Return word for word the lines of the entries below, starting at the line containing "191, row 705." and ending at the line containing "column 658, row 475", with both of those lines included.
────────
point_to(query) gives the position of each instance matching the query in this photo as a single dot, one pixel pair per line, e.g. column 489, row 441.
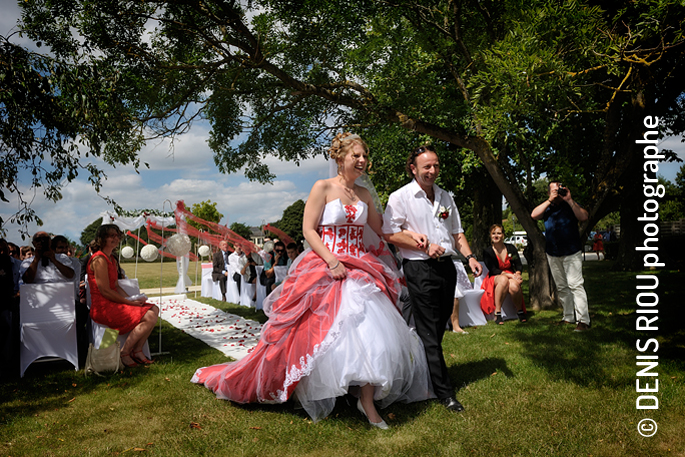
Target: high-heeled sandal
column 141, row 358
column 130, row 356
column 382, row 425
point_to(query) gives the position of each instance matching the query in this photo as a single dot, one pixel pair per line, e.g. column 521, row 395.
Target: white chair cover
column 247, row 292
column 48, row 323
column 232, row 294
column 508, row 308
column 470, row 312
column 207, row 283
column 261, row 289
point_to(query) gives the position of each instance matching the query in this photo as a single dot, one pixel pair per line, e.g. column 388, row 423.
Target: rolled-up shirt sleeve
column 454, row 219
column 395, row 216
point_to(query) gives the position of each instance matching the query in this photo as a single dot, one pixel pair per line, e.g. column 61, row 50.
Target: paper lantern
column 178, row 245
column 149, row 253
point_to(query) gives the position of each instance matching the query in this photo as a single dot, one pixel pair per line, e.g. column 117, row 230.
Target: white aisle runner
column 233, row 335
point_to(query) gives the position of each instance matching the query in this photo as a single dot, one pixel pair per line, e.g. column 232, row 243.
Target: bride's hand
column 338, row 271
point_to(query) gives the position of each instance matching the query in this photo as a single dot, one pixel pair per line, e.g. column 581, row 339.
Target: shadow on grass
column 605, row 355
column 471, row 372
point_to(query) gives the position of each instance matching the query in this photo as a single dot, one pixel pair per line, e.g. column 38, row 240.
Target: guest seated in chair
column 504, row 276
column 60, row 244
column 45, row 266
column 109, row 303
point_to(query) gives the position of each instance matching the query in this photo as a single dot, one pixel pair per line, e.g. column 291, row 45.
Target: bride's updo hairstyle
column 341, row 145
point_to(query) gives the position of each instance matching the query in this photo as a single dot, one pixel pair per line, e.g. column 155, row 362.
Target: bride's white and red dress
column 324, row 335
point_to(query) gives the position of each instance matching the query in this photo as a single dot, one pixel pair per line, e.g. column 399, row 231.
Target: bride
column 333, row 323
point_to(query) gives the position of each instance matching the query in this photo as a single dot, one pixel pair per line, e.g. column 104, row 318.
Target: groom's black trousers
column 431, row 285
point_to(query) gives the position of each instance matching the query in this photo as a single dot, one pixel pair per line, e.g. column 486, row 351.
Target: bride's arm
column 375, row 220
column 310, row 223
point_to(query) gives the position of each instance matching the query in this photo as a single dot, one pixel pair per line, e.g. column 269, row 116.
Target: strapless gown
column 325, row 335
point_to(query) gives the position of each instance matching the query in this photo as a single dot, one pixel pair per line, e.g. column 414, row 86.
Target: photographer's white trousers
column 567, row 272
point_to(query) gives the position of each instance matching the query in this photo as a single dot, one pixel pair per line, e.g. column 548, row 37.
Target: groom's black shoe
column 452, row 404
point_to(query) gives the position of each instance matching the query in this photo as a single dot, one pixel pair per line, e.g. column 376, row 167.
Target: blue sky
column 188, row 173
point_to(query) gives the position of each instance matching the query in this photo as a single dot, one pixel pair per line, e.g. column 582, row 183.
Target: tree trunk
column 487, row 210
column 539, row 274
column 632, row 196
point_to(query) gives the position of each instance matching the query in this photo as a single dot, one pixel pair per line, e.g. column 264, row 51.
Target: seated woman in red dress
column 109, row 305
column 504, row 276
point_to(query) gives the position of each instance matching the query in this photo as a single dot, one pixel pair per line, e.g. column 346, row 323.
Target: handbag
column 103, row 360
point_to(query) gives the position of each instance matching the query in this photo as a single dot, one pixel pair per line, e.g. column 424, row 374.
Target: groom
column 424, row 208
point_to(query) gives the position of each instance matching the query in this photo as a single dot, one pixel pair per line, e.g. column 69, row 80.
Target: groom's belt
column 442, row 259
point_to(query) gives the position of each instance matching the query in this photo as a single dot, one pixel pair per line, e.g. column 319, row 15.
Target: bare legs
column 367, row 403
column 503, row 286
column 139, row 335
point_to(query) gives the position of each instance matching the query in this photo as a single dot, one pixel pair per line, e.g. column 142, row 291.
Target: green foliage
column 207, row 211
column 291, row 221
column 54, row 114
column 88, row 233
column 521, row 89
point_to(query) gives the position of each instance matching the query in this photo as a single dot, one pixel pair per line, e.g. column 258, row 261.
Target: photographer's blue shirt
column 561, row 230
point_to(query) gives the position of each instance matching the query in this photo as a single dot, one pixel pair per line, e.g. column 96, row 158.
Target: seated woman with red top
column 109, row 303
column 504, row 276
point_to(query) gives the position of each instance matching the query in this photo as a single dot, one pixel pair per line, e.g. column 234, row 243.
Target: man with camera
column 564, row 252
column 45, row 266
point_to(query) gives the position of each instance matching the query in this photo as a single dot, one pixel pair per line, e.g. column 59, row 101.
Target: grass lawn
column 148, row 273
column 533, row 389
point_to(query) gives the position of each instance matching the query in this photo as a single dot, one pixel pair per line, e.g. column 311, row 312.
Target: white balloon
column 178, row 245
column 149, row 253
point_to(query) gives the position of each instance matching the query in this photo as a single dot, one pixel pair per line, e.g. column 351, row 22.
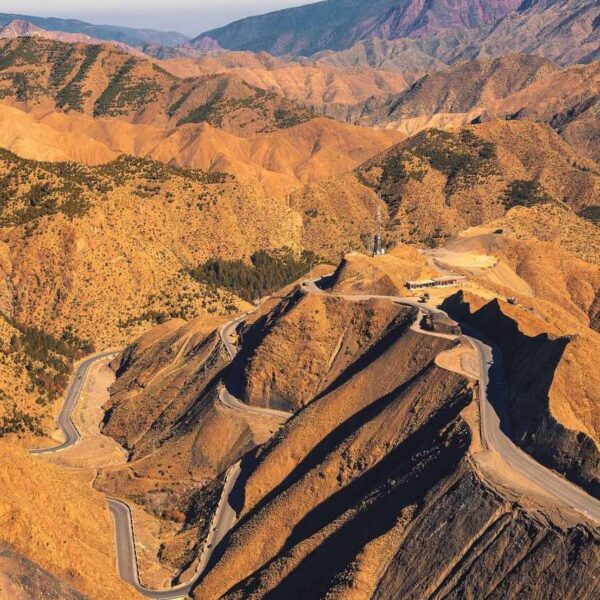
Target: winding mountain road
column 493, row 396
column 493, row 403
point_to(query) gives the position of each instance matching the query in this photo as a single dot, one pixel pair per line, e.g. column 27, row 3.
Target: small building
column 436, row 282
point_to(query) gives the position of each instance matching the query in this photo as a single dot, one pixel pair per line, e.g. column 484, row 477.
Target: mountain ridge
column 334, row 24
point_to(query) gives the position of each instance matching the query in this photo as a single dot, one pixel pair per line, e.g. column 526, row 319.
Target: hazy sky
column 188, row 16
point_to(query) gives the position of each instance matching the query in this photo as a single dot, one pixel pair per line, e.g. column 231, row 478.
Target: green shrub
column 265, row 273
column 591, row 213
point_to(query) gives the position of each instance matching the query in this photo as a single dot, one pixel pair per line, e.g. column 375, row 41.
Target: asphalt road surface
column 64, row 420
column 494, row 421
column 492, row 387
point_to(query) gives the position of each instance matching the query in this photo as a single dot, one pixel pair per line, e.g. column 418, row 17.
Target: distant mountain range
column 126, row 35
column 338, row 24
column 396, row 33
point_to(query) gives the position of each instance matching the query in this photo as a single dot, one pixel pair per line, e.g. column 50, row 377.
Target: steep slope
column 310, row 82
column 18, row 28
column 57, row 521
column 375, row 490
column 274, row 163
column 137, row 226
column 181, row 448
column 563, row 31
column 552, row 385
column 337, row 24
column 41, row 75
column 437, row 183
column 22, row 579
column 310, row 339
column 127, row 35
column 516, row 87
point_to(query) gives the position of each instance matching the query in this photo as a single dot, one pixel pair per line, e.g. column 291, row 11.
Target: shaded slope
column 374, row 479
column 538, row 391
column 337, row 24
column 99, row 80
column 437, row 183
column 514, row 87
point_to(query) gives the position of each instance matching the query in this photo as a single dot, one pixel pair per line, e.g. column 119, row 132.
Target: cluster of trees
column 463, row 157
column 591, row 213
column 522, row 192
column 265, row 273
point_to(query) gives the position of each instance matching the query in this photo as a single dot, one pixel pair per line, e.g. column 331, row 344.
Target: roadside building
column 436, row 282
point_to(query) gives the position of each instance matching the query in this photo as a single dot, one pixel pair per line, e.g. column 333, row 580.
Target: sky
column 191, row 17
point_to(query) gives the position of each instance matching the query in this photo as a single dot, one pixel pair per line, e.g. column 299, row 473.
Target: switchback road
column 64, row 421
column 491, row 384
column 493, row 403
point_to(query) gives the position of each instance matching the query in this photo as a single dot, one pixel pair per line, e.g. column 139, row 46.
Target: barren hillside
column 57, row 521
column 101, row 81
column 437, row 183
column 513, row 87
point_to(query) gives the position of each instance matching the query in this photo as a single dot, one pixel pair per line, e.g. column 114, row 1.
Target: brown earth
column 316, row 83
column 274, row 163
column 301, row 347
column 373, row 478
column 56, row 520
column 22, row 579
column 437, row 183
column 40, row 75
column 164, row 409
column 521, row 87
column 552, row 385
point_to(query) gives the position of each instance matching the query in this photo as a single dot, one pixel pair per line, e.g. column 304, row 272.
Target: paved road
column 64, row 420
column 491, row 384
column 494, row 421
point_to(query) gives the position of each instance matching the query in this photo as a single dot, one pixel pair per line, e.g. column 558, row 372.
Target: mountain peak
column 21, row 28
column 337, row 24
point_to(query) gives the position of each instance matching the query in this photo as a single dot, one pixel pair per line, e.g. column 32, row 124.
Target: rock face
column 566, row 32
column 371, row 491
column 337, row 24
column 537, row 370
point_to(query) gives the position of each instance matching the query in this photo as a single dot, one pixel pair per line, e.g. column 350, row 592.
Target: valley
column 303, row 306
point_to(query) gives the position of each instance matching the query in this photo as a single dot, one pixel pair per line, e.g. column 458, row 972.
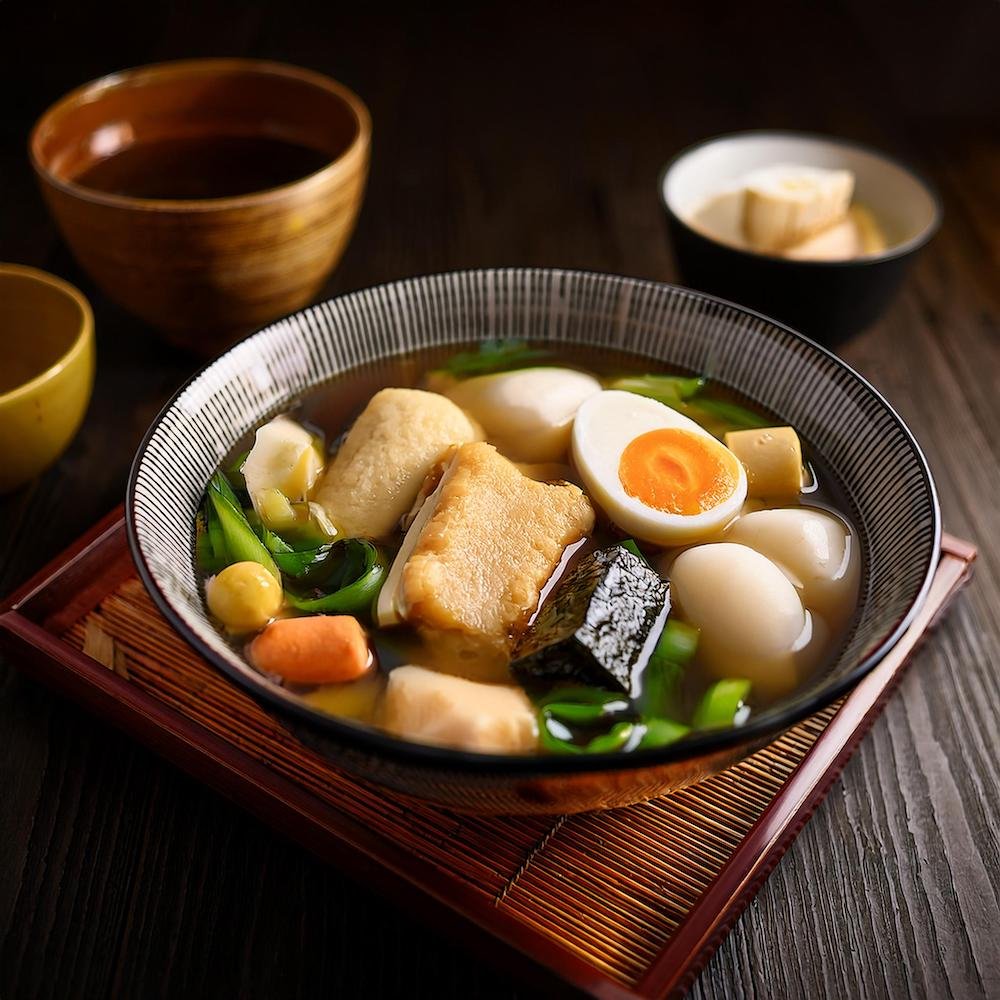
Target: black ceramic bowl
column 828, row 301
column 843, row 418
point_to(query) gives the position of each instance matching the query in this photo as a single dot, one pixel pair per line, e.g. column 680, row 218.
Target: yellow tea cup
column 46, row 370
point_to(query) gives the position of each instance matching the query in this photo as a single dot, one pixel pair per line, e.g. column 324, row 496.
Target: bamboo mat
column 611, row 887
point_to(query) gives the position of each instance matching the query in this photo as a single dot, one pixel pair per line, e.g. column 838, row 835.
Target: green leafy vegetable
column 661, row 733
column 677, row 643
column 205, row 552
column 717, row 416
column 355, row 572
column 720, row 703
column 662, row 676
column 616, row 738
column 501, row 355
column 631, row 546
column 734, row 416
column 668, row 389
column 234, row 473
column 239, row 543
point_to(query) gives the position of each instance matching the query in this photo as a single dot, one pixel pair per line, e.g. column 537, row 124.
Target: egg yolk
column 676, row 471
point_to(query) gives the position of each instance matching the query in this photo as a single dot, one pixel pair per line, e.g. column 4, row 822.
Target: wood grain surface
column 526, row 135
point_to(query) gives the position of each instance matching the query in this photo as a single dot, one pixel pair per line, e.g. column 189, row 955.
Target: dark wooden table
column 526, row 135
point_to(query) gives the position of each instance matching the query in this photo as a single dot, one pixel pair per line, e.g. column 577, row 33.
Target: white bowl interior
column 905, row 209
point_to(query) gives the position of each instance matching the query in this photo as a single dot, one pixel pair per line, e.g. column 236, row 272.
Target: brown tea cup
column 208, row 268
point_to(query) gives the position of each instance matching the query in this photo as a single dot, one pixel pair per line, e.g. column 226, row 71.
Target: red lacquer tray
column 628, row 903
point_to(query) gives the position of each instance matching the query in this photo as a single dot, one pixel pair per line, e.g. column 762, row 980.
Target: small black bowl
column 828, row 301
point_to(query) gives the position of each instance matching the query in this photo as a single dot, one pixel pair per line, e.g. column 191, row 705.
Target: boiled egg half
column 658, row 475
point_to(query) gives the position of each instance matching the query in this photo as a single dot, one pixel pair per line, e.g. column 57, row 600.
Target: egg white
column 605, row 425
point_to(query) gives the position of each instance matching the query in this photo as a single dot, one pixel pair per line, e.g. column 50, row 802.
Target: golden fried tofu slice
column 487, row 546
column 398, row 438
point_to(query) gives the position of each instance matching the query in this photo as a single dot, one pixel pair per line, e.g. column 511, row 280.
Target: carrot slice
column 321, row 649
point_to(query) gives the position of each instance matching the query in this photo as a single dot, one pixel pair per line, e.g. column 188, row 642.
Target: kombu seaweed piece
column 599, row 627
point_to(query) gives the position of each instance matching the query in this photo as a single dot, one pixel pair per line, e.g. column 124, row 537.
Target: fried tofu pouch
column 490, row 544
column 395, row 442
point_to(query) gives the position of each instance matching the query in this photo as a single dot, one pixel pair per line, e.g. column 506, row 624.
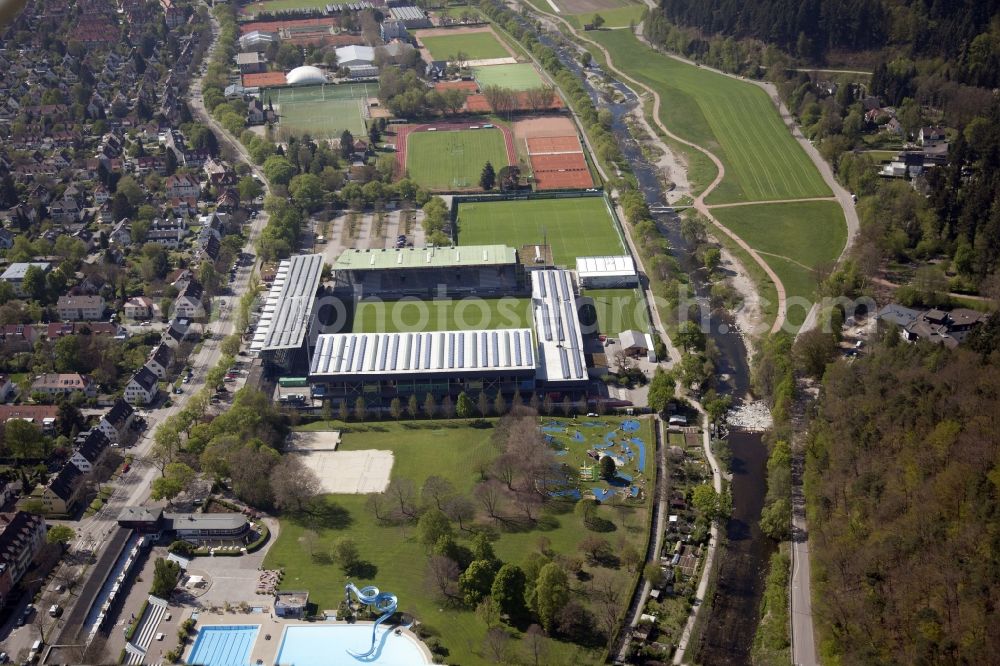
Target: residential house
column 91, row 452
column 139, row 307
column 182, row 186
column 17, row 338
column 188, row 304
column 14, row 275
column 56, row 384
column 116, row 422
column 8, row 389
column 160, row 360
column 22, row 535
column 167, row 232
column 61, row 495
column 930, row 135
column 251, row 62
column 141, row 389
column 80, row 308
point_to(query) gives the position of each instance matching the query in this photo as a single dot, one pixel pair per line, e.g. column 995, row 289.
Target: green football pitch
column 577, row 227
column 453, row 160
column 515, row 77
column 323, row 111
column 472, row 45
column 464, row 314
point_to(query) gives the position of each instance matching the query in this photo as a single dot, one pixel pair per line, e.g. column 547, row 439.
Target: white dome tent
column 305, row 75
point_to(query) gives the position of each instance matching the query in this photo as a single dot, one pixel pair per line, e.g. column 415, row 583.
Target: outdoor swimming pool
column 224, row 645
column 327, row 645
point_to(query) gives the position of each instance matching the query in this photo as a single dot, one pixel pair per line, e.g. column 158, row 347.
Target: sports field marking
column 575, row 227
column 454, row 160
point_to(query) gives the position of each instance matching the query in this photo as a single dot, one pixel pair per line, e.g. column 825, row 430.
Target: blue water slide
column 382, row 602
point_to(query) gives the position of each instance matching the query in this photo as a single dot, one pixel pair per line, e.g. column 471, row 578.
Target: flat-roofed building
column 561, row 360
column 484, row 270
column 381, row 366
column 287, row 330
column 613, row 272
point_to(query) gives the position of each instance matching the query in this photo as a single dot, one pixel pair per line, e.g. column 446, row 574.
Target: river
────────
SOLUTION TO THE PROBLEM:
point_to(query) gives the position of each instance matching the query in this photo as a single dot, one pixel pair per line, e.g. column 191, row 705.
Target: boiled egg half
column 658, row 475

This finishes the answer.